## WORK REQUIRED
Can you arrange every line of the records below as a numbered list, leaving out any blank lines?

## GIVEN INFORMATION
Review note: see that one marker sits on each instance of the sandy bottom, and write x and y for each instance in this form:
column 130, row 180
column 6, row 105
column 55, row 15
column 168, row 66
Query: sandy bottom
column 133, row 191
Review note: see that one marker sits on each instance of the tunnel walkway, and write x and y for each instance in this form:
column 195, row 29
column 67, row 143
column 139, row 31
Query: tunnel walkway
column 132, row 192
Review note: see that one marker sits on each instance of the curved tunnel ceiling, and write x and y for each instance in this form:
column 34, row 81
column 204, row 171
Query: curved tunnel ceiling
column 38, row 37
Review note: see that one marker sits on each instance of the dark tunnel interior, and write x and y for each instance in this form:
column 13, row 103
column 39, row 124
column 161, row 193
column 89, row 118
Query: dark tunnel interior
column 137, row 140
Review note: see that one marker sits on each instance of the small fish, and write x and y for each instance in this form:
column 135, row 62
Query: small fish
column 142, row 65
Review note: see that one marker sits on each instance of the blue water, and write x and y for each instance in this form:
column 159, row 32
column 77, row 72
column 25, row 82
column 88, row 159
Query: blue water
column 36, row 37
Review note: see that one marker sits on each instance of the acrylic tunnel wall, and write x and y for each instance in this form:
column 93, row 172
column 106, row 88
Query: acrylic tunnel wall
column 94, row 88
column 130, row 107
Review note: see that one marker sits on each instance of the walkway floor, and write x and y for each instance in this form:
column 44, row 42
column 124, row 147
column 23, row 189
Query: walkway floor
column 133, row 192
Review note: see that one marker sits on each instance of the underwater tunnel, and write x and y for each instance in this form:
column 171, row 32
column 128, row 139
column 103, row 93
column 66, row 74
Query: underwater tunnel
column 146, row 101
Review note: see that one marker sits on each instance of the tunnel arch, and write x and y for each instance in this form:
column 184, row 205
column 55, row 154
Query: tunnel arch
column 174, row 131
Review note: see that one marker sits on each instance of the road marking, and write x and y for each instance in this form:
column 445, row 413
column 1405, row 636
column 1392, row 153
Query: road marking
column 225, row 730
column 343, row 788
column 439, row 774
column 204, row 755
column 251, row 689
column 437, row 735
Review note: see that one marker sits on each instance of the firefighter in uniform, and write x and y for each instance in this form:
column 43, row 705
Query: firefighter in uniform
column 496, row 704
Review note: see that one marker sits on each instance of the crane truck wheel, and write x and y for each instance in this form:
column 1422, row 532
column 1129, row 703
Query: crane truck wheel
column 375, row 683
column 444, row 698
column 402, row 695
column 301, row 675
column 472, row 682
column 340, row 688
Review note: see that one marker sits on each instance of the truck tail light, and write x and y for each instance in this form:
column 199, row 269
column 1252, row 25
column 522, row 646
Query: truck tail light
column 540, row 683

## REPLY TO THE TASK
1. Review note: see that one marker sits on each instance of the sandy bottom, and write x and y for each instance in this form:
2. column 130, row 180
3. column 6, row 105
4. column 55, row 15
5. column 168, row 66
6. Query: sandy bottom
7. column 133, row 191
8. Review note: see that one marker sits on each instance of the tunnel walkway, and write x and y for each instance in this form:
9. column 195, row 29
10. column 67, row 143
11. column 139, row 31
12. Query: tunnel walkway
13. column 132, row 192
14. Review note: see that one marker sits on each instance of the curved tunnel ceiling, and write x and y for each instance in this form:
15. column 34, row 81
16. column 204, row 171
17. Query: curved tunnel ceiling
18. column 38, row 37
19. Review note: see that one marker sits on each instance of the dark tunnel interior, and write x and y for each instance in this form:
20. column 13, row 103
21. column 39, row 124
22. column 161, row 193
23. column 89, row 118
24. Query: dark tunnel interior
25. column 137, row 140
26. Review note: see that one marker sits on each instance of the small fish, and write x and y for each instance in this form:
27. column 135, row 62
28. Query: small fish
29. column 142, row 65
30. Review note: see that one marker sits on each instance of the blue water, and write x and y for each instance in this form:
31. column 159, row 32
32. column 77, row 72
33. column 25, row 82
34. column 88, row 159
35. Query: blue water
36. column 36, row 37
37. Review note: see that one marker sits on each instance of the acrylic tunnel wall, and write x and y for each instance in this form:
38. column 93, row 172
39. column 106, row 88
40. Query: acrylic tunnel wall
41. column 94, row 88
42. column 130, row 107
43. Review note: see that one marker sits on each instance of the walkway floor, and write x and y for each instance in this form:
44. column 44, row 42
45. column 124, row 147
46. column 23, row 189
47. Query: walkway floor
48. column 133, row 192
49. Review note: see that one marker sits on each instance of the underwater tunnel, and write x and y for each instance in this form:
50. column 171, row 32
51. column 128, row 139
52. column 103, row 93
53. column 66, row 74
54. Query: underwater tunnel
55. column 146, row 101
56. Review note: see that one marker sits on each instance of the tunnel arch, and write x and y for each instance in this form:
57. column 184, row 205
58. column 55, row 154
59. Query: tunnel arch
60. column 174, row 131
61. Review note: see that one marker sits on each instance of the road marking, and write x and y for each instance in this form:
62. column 445, row 413
63. column 1405, row 636
64. column 1392, row 153
65. Query: road marking
66. column 225, row 730
67. column 343, row 788
68. column 439, row 774
69. column 204, row 755
70. column 251, row 689
71. column 437, row 735
72. Review note: see that one marker sits on each instance of the firefighter in uniform, and write x and y for each instance in this form:
73. column 43, row 705
74. Query: firefighter in uniform
75. column 496, row 704
76. Review note: see that one marker sits on each instance of the crane truck wheel, and write x and y for each instance in this form:
77. column 1422, row 532
78. column 1129, row 703
79. Query: crane truck wheel
80. column 375, row 683
81. column 444, row 698
82. column 402, row 695
83. column 301, row 675
84. column 472, row 682
85. column 340, row 688
86. Review note: see that one marker sits on each instance of the truck tail light, and write x and y for each instance in this form:
87. column 199, row 269
88. column 1252, row 25
89. column 522, row 646
90. Query: truck tail light
91. column 540, row 683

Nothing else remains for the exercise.